■ **LISTED RECORDS**
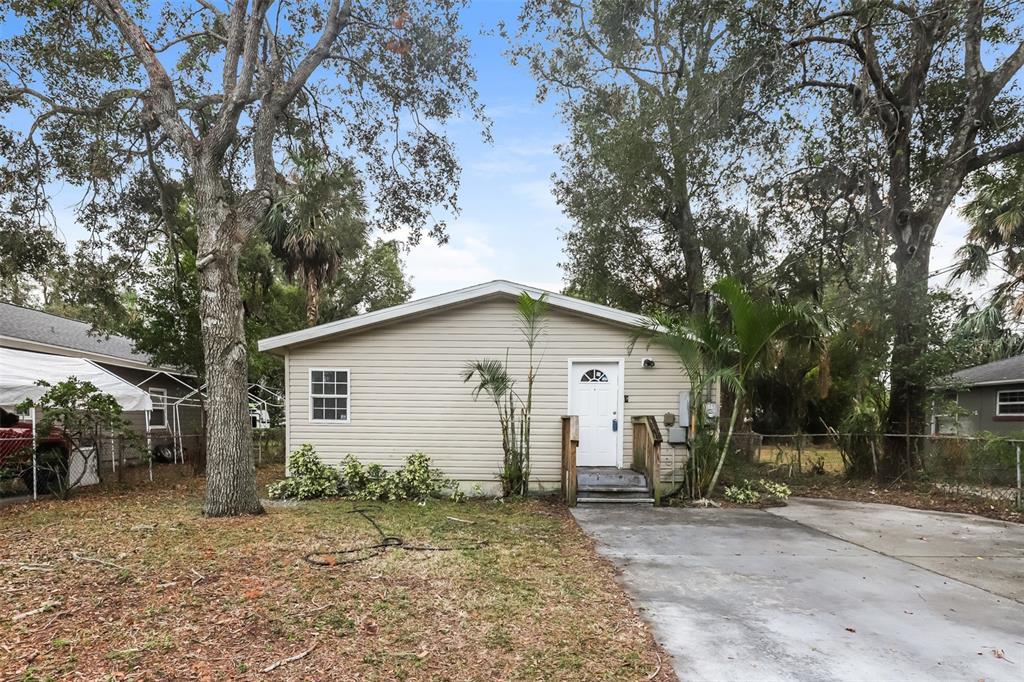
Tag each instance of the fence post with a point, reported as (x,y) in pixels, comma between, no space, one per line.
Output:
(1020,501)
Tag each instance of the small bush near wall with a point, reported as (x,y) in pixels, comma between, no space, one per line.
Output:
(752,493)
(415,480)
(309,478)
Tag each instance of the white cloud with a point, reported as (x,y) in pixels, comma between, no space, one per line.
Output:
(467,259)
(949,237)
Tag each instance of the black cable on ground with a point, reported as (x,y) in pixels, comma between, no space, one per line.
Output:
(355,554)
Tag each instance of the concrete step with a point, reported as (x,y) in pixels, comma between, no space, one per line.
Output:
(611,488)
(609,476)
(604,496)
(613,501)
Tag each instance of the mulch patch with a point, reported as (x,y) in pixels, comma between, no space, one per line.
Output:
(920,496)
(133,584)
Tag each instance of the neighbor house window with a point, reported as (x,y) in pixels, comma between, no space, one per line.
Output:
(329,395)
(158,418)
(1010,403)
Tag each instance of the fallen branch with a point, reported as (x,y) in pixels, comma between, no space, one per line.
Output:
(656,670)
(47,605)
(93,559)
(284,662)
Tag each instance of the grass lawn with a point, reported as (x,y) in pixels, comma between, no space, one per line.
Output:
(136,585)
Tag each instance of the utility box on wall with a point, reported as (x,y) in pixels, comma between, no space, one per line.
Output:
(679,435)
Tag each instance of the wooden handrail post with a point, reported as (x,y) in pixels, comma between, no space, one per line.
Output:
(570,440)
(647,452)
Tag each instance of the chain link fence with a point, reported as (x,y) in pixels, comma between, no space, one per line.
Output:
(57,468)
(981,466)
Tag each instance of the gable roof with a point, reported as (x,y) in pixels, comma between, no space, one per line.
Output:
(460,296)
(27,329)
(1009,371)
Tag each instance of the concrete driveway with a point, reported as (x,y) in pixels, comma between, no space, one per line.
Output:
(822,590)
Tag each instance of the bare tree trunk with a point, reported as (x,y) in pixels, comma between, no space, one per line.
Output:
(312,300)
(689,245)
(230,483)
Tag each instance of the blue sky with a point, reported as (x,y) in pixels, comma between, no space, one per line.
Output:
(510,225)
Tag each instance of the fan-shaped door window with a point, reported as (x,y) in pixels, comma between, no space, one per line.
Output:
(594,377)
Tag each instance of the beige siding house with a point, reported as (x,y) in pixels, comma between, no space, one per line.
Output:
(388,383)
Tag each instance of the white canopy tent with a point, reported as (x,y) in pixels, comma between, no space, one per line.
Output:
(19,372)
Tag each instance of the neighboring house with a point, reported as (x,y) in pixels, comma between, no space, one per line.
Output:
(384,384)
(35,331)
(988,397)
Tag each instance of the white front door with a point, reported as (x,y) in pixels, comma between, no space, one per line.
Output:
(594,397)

■ **REQUIREMENT**
Leaving out the pictures, repeat the data above exactly.

■ **RESULT FOR THIS EXERCISE**
Tag each instance of the fence post with a point, reported as (x,y) in pixels, comma between, no space, one per line.
Output:
(1020,501)
Tag each instance of the small bush near wall with a point, reported as (x,y) in pixels, comma between, no space, one per line.
Output:
(752,493)
(415,480)
(309,478)
Tag each instance of the white cloud with a point, reported as (x,y) in pixels, comma between, no space, one per line.
Output:
(467,259)
(949,237)
Tag each instance of the black cable on ground with a point, reported as (x,y) in pixels, comma between, no space, one per line.
Output:
(355,554)
Tag each instance of the concrete step with a point, reported as (x,y) in pixels, comma between, no space, one per line.
Output:
(611,488)
(609,476)
(604,496)
(613,501)
Tag each instance of the mulch patch with a point, reported as (x,y) in pixels, comma between, no space, one per line.
Output:
(920,496)
(133,584)
Tag each instance of the neighbor house window with a point, reported as (x,y) in pixels, comma between, no space, one per line.
Output:
(329,395)
(158,418)
(1010,403)
Tag each instance of the fallen branch with a point, reported as (x,y) in pixels, comma between, no space, one per line.
Output:
(656,670)
(47,605)
(93,559)
(284,662)
Tag each instance of the grass lawn with a point, reported as (x,y) in pixels, comma between, no space, one per line.
Output:
(136,585)
Tag each instance of the utility box on wall with a point, reported as (x,y) in pixels, comma between, no space, one per line.
Output:
(679,435)
Tag each instance of the wooden handrail post with a point, reported as (x,y) in pixels, comma between, no space, one per line.
Output:
(570,440)
(647,452)
Tag each instance of the chain link fence with a point, reported as (x,y) in pixels, comma between, no space, one per line.
Output:
(57,468)
(981,466)
Tag each instance of the gable roof with a point, reported as (x,y) in pixels, comma between, no space, one per line.
Output:
(460,296)
(27,329)
(1009,371)
Tag each instance of the concrete driveway with a point, reported as (x,y) in pixels, comma between, no space, one per line.
Output:
(822,590)
Tag each instance of the bare tree trunk with a point, reported as (x,y) in pixels, comma between, no space, one per line.
Output:
(312,300)
(689,245)
(230,483)
Tag each instance of the blue sky with a point, reported as (x,y) in pixels, comma between, no space, one per line.
Output:
(510,225)
Tag each instance of the fan-shaped door window with a point, reported as (x,y) in pixels, comma between, no space, one per line.
Output:
(594,377)
Tag each instance of the beige siding house with a point, reported as (x,y) in pixels, comma between, no space, one per line.
Output:
(388,383)
Tag each instance of the white canopy tent with a point, reported as (x,y) in pixels, comma between, no space, one per line.
Output:
(19,372)
Tag each instance of the neighboring house with a point, reported as (x,y) in pixels, comma between, no space, one per line.
Output:
(384,384)
(35,331)
(988,397)
Tag each instance of the white front door with a point, reported as (x,y) in pixels, comma between, no space, one per line.
Output:
(594,397)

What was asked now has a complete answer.